━━━━━ SELECTED EXCERPT

Do not be quickly provoked in your spirit,
for anger resides in the lap of fools. Ecc. 7:8-9
This verse has resonated with me for years because I am easily provoked. I’ve always been rather passive aggressive, so my anger was able to fester for years. And while I’m far from throwing an unsuspecting toy poodle into oncoming traffic, I don’t like the woman I see in the rear view mirror.
I was coming home from work when I glanced up and saw a woman tailgating me. Since there was clearly two other cars in front of me, I wondered what was her damage. I wanted to club her like a seal on the beach. The woman who was tailgating me so closely I could see her horrid face quite clearly. I tried tapping my breaks. That only made her follower closer than I thought possible. I started yelling and reaching for my gun in the glove box. I don’t actually have a gun in the glove box, but she didn’t know that. This trick has worked hysterically in the past and caused tailgaters to give my car a wide berth. Black woman reaching for the glove box? Surely, there must be a gun in there. I was so angry that I was shaking and for a split second I wished there was a gun in there. I wanted to hurt her. I wanted to pull my car over and beat the crap out of her. Coward that I am, I wouldn’t have done any such thing, but in my mind I would have and in God’s eye, that’s enough. I’d crossed the bridge of anger into the seriously shaky ground of being a fool.
What’s worse, I was too foolish to see how ugly I must look to him and how anger (all anger) shares the same bitter root. But God… I felt justified. Her actions could have caused an accident. She probably wasn’t insured. More than likely she beat her kids. I would be doing a public service by kicking her teeth in.
I drove home the rest of the way angry. I was telling God that I wasn’t repentant and I didn’t forgive her.
In fact, I hated her. I hated all people. Ok. Maybe not all people… just the a**holes. Yes, I curse when I’m talking to God. He knows what’s on my mind. Why lie about it. Down with people. I’m better off all alone. I hate driving and couldn’t wait to get home to the Bipolar Bubble.
It wasn’t until I got home, had dinner, and had a chance to decompress that I saw how truly ugly my anger was. I hate that part of me. People poo-poo anger until it causes road rage incidents; deranged gunmen to go on shooting sprees in public places; and angry zealots to fly planes into towers. Anger, even small scale anger, is dangerous if left unchecked. God was trying to check me and I wouldn’t let him. My anger ruined an otherwise perfect day.
Praise the God that I love that he can love somebody with such unrepentant anger. He’s not waiting for me to clean up my act to love me or forgive me. He knows me. Inside and out. He saw my anger erupting before I even heard the civil defense warning. Once I thought about how much he loves and forgives me, I had to forgive that woman. It wasn’t a warm fuzzy kind of forgiveness. I don’t know the woman. May never cross paths with her again. But if I don’t forgive her, I will never be free of my anger. I feel like I should buy one of those shirts that say, “I’m with Stupid” and keep it on my passenger seat to remind me that being a fool is a choice. Might only be a split second choice… but it’s still a choice. People choose to shoot other drivers; throw dogs into the road; and openly carry assault weapons into schools. I don’t want to be like that. It’s been a few months since my last real road rage incident, so I felt immune to it. Today was a rude awakening. I’ve been thinking about going back into therapy to deal with my anger issues and all my many phobias. I haven’t really wanted to, but now I think it’s time. My father didn’t raise no fool, so I need to start making different choices if I want to stop the fool in my rear view mirror from taking over.

━━━━━━━━━━
━━━━━ SUPPLIED DATA

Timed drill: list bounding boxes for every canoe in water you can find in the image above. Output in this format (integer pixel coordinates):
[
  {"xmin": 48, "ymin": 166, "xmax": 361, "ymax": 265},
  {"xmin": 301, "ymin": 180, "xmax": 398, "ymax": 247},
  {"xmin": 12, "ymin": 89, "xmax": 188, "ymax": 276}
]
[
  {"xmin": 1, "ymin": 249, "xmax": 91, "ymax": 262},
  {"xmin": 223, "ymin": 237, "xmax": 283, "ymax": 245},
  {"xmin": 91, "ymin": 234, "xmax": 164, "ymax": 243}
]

━━━━━━━━━━

## THE PROBLEM
According to the reflection on road rage, why did the writer have to forgive the driver who was tailgating? Answer in one to three sentences. Rely only on the reflection on road rage for your answer.

## EXERCISE ANSWER
After thinking about how much God loves and forgives the writer, the writer felt compelled to forgive that woman. The writer also says that without forgiving her, the writer will never be free of the anger.